(Task requirements) Each entry needs to appear again, retyped exactly as it is below.

━━━━━━━━━━━━━━━━━━━━━━━━━━━━━━

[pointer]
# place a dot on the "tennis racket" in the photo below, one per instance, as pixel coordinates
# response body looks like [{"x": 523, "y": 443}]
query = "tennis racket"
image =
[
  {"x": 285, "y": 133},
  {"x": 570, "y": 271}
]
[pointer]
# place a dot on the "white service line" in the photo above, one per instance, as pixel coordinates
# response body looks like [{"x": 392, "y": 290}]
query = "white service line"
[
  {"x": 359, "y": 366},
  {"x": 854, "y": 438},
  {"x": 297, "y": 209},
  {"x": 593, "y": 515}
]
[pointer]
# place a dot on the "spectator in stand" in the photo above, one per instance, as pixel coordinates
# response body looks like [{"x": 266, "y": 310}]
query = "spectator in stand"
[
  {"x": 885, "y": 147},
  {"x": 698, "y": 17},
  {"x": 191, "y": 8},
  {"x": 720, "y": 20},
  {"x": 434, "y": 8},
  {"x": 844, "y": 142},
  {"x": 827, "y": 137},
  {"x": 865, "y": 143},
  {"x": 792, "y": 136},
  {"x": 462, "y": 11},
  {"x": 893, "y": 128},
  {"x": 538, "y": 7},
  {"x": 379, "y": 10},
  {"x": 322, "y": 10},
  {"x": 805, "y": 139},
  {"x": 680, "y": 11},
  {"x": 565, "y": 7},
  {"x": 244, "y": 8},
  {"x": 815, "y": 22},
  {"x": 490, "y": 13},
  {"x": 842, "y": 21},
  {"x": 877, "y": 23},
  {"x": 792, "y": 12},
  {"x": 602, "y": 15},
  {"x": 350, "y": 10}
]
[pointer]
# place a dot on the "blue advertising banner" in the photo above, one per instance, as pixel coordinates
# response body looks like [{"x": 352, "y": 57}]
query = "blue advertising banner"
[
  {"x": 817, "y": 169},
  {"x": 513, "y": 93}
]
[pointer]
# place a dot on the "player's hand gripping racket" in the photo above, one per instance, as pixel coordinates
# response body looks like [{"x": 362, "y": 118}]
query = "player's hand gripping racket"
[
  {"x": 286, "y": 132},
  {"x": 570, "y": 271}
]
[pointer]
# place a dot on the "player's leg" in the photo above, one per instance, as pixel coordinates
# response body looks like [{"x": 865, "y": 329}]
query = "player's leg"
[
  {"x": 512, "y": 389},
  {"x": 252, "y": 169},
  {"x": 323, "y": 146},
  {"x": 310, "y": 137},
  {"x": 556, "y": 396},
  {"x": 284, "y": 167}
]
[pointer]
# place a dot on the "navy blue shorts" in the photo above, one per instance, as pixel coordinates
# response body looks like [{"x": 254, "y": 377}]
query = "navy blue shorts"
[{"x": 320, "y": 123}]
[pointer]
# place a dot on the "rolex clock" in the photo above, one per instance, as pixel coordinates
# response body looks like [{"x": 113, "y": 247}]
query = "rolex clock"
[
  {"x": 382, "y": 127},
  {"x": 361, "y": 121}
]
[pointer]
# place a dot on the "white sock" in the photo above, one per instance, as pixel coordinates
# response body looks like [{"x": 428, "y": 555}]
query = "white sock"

━━━━━━━━━━━━━━━━━━━━━━━━━━━━━━

(Response to the exercise)
[pointer]
# place a dot on the "tennis racket" in the photo below, one per instance, as pixel coordinates
# response body looks like [{"x": 523, "y": 443}]
query = "tennis racket"
image =
[
  {"x": 285, "y": 133},
  {"x": 570, "y": 271}
]
[pointer]
# place a dot on the "white service line" in the photo above, one per instance, as pixel coordinates
# response body looks like [{"x": 392, "y": 290}]
query = "white service line"
[
  {"x": 359, "y": 366},
  {"x": 854, "y": 438},
  {"x": 297, "y": 209},
  {"x": 593, "y": 515}
]
[pointer]
# place a dot on the "spectator in stand" in the photo above, one per instance, as pixel coordinates
# response body looks like [{"x": 266, "y": 310}]
query = "spectator in stand"
[
  {"x": 885, "y": 147},
  {"x": 698, "y": 17},
  {"x": 191, "y": 8},
  {"x": 720, "y": 20},
  {"x": 434, "y": 8},
  {"x": 844, "y": 142},
  {"x": 827, "y": 137},
  {"x": 865, "y": 143},
  {"x": 792, "y": 136},
  {"x": 462, "y": 11},
  {"x": 893, "y": 128},
  {"x": 538, "y": 7},
  {"x": 379, "y": 10},
  {"x": 322, "y": 10},
  {"x": 805, "y": 139},
  {"x": 680, "y": 11},
  {"x": 565, "y": 7},
  {"x": 244, "y": 8},
  {"x": 815, "y": 22},
  {"x": 490, "y": 13},
  {"x": 842, "y": 21},
  {"x": 877, "y": 23},
  {"x": 792, "y": 12},
  {"x": 602, "y": 15},
  {"x": 350, "y": 10}
]
[pointer]
# place a dot on the "blue advertising banner" in the photo above, one per instance, as pixel coordinates
# response body looks like [{"x": 352, "y": 57}]
query = "blue advertising banner"
[
  {"x": 817, "y": 169},
  {"x": 513, "y": 93}
]
[pointer]
# place a dot on the "player's hand gripping racket" in the photo above, one per instance, as pixel coordinates
# response body looks like [{"x": 362, "y": 118}]
query = "player's hand gripping racket"
[
  {"x": 286, "y": 132},
  {"x": 570, "y": 271}
]
[pointer]
# place a dot on the "player's leg" in the photo above, one per instance, as pixel coordinates
# response body looks like [{"x": 865, "y": 329}]
query = "player's leg"
[
  {"x": 512, "y": 389},
  {"x": 252, "y": 169},
  {"x": 323, "y": 146},
  {"x": 310, "y": 137},
  {"x": 556, "y": 396},
  {"x": 284, "y": 167}
]
[pointer]
# place a dot on the "navy blue shorts" in the photo above, one per instance, as pixel coordinates
# response body looks like [{"x": 254, "y": 377}]
query = "navy blue shorts"
[{"x": 320, "y": 123}]
[pointer]
# place a dot on the "rolex clock" in the photo above, one per instance, as pixel coordinates
# response body looks like [{"x": 113, "y": 247}]
query = "rolex clock"
[
  {"x": 382, "y": 127},
  {"x": 361, "y": 121}
]
[pointer]
# place a dot on the "white sock" in the photo above, one per instance, as pixel coordinates
# response body looks like [{"x": 428, "y": 555}]
query = "white sock"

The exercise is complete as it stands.